* Aim: Copy the data below line for line, with no changes.

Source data
------

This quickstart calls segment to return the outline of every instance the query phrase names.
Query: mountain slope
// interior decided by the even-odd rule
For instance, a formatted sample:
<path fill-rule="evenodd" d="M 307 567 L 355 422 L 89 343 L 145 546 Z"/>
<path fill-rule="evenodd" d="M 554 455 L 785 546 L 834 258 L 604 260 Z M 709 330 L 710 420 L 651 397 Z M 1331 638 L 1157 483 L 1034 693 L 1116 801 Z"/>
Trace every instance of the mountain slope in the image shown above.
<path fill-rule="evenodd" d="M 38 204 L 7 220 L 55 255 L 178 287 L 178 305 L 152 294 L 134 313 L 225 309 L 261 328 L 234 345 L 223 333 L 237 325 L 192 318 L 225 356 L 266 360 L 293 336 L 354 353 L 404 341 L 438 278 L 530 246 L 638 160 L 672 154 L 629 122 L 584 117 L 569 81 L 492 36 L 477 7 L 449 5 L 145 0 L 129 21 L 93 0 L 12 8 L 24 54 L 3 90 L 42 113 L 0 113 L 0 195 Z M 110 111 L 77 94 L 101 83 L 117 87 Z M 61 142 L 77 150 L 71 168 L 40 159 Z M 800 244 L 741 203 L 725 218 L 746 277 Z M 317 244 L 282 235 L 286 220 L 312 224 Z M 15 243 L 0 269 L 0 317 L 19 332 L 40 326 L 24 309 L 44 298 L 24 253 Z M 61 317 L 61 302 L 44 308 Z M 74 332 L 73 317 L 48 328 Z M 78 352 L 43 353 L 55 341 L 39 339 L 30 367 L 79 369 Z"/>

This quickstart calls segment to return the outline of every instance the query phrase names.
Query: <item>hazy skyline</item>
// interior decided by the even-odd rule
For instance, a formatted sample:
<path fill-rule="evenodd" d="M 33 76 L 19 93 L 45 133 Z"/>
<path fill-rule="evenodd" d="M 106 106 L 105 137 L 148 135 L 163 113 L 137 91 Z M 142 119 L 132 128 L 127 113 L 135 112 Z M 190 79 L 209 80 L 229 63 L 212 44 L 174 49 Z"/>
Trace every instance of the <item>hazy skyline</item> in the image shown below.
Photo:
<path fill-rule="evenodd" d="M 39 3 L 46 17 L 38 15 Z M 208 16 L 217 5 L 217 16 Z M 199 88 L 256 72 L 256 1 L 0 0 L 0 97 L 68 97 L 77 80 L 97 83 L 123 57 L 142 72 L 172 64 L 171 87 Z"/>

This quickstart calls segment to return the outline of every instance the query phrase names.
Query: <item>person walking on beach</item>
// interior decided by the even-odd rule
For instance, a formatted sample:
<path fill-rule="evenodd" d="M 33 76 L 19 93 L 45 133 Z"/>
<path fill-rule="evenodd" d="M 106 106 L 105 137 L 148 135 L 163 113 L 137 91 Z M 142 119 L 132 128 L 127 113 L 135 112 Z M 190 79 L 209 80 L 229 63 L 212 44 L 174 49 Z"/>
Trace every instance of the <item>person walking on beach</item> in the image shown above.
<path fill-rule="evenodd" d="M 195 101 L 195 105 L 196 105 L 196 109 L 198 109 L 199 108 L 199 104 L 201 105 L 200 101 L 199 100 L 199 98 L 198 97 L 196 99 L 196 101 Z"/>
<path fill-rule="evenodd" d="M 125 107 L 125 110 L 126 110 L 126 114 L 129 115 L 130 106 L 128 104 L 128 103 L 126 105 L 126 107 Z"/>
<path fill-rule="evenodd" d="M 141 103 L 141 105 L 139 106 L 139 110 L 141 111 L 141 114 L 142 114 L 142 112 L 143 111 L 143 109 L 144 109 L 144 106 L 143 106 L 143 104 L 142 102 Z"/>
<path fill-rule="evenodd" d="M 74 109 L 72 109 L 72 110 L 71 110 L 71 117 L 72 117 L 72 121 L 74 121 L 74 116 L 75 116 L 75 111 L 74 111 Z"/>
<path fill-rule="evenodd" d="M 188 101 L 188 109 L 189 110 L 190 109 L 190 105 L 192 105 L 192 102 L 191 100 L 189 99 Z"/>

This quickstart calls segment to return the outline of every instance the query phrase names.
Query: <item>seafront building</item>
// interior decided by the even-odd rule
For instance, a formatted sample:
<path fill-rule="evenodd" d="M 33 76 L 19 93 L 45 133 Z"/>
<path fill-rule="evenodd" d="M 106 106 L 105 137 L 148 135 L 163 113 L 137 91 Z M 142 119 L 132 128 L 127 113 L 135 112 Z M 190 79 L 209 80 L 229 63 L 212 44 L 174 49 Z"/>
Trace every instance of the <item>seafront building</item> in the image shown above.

------

* Exercise answer:
This quickstart calls segment to return the outline of every instance the query phrase names.
Query: mountain slope
// interior decided by the even-odd rule
For instance, a formatted sample:
<path fill-rule="evenodd" d="M 307 567 L 355 422 L 89 343 L 145 546 Z"/>
<path fill-rule="evenodd" d="M 554 455 L 785 546 L 834 258 L 604 260 Z M 709 330 L 710 420 L 651 397 Z M 1331 638 L 1157 483 L 1034 693 L 1116 801 Z"/>
Trace every instance of the mountain slope in the image shown above.
<path fill-rule="evenodd" d="M 38 204 L 7 220 L 55 255 L 178 287 L 178 305 L 152 294 L 134 313 L 225 309 L 261 328 L 234 345 L 223 333 L 237 325 L 192 318 L 225 356 L 266 360 L 293 336 L 354 353 L 404 341 L 438 278 L 530 246 L 638 160 L 672 154 L 629 122 L 584 117 L 569 81 L 492 36 L 477 7 L 449 5 L 145 0 L 129 21 L 93 0 L 12 8 L 24 54 L 3 90 L 42 113 L 0 113 L 0 195 Z M 110 111 L 77 94 L 101 83 L 117 87 Z M 61 142 L 77 150 L 71 168 L 40 159 Z M 800 244 L 741 203 L 725 218 L 746 277 Z M 317 244 L 282 235 L 286 220 L 312 224 Z M 15 243 L 0 269 L 0 317 L 19 332 L 40 326 L 24 309 L 44 298 L 24 253 Z M 61 317 L 61 302 L 44 308 Z M 74 332 L 73 317 L 48 328 Z M 78 352 L 43 353 L 55 341 L 39 339 L 30 367 L 79 369 Z"/>

This quickstart calls segment to return the outline of every instance the query phrase names.
Query: <item>hazy skyline</item>
// interior decided by the even-odd rule
For instance, a formatted sample:
<path fill-rule="evenodd" d="M 33 76 L 19 93 L 45 133 Z"/>
<path fill-rule="evenodd" d="M 106 106 L 105 137 L 148 135 L 163 113 L 137 91 Z M 142 119 L 132 128 L 127 113 L 135 112 Z M 190 79 L 209 80 L 229 63 L 212 44 L 174 49 Z"/>
Trace every instance of the <item>hazy skyline</item> in the image shown below.
Photo:
<path fill-rule="evenodd" d="M 39 3 L 46 17 L 38 15 Z M 208 16 L 217 5 L 217 16 Z M 199 88 L 256 72 L 256 1 L 0 0 L 0 97 L 68 97 L 77 80 L 97 83 L 123 57 L 142 72 L 172 64 L 171 87 Z"/>

This quickstart calls segment to return the outline of every instance the query phrase names.
Query: <item>person walking on beach</item>
// interior decided by the even-odd rule
For instance, a formatted sample:
<path fill-rule="evenodd" d="M 33 76 L 19 93 L 45 133 Z"/>
<path fill-rule="evenodd" d="M 106 106 L 105 137 L 148 135 L 163 113 L 137 91 Z M 142 119 L 132 128 L 127 113 L 135 112 Z M 190 79 L 209 80 L 229 63 L 212 44 L 174 49 Z"/>
Trace every instance of the <item>person walking on beach</item> in the image shown above.
<path fill-rule="evenodd" d="M 195 101 L 195 105 L 196 105 L 196 109 L 198 109 L 199 108 L 199 104 L 201 105 L 200 101 L 199 100 L 199 98 L 198 97 L 196 99 L 196 101 Z"/>
<path fill-rule="evenodd" d="M 125 107 L 125 110 L 126 110 L 126 114 L 129 115 L 130 106 L 128 104 L 128 103 L 126 105 L 126 107 Z"/>
<path fill-rule="evenodd" d="M 141 103 L 141 105 L 139 106 L 139 110 L 141 111 L 141 114 L 142 114 L 142 112 L 143 111 L 143 109 L 144 109 L 144 106 L 143 106 L 143 104 L 142 102 Z"/>
<path fill-rule="evenodd" d="M 74 109 L 72 109 L 72 110 L 71 110 L 71 117 L 72 117 L 72 121 L 74 121 L 74 116 L 75 116 L 75 111 L 74 111 Z"/>
<path fill-rule="evenodd" d="M 188 101 L 188 109 L 189 110 L 190 109 L 190 105 L 192 105 L 192 102 L 191 100 L 189 99 Z"/>

This quickstart calls segment to return the outline of every instance the query phrase names.
Query: <item>seafront building</item>
// interior decided by the even-odd rule
For instance, a formatted sample:
<path fill-rule="evenodd" d="M 33 76 L 19 93 L 45 133 Z"/>
<path fill-rule="evenodd" d="M 106 106 L 105 137 L 148 135 L 163 113 L 137 91 Z M 142 119 L 132 128 L 127 113 L 135 112 Z M 190 79 L 209 80 L 229 63 L 212 44 L 174 49 Z"/>
Trace every instance of the <item>seafront building</item> in the image shown above.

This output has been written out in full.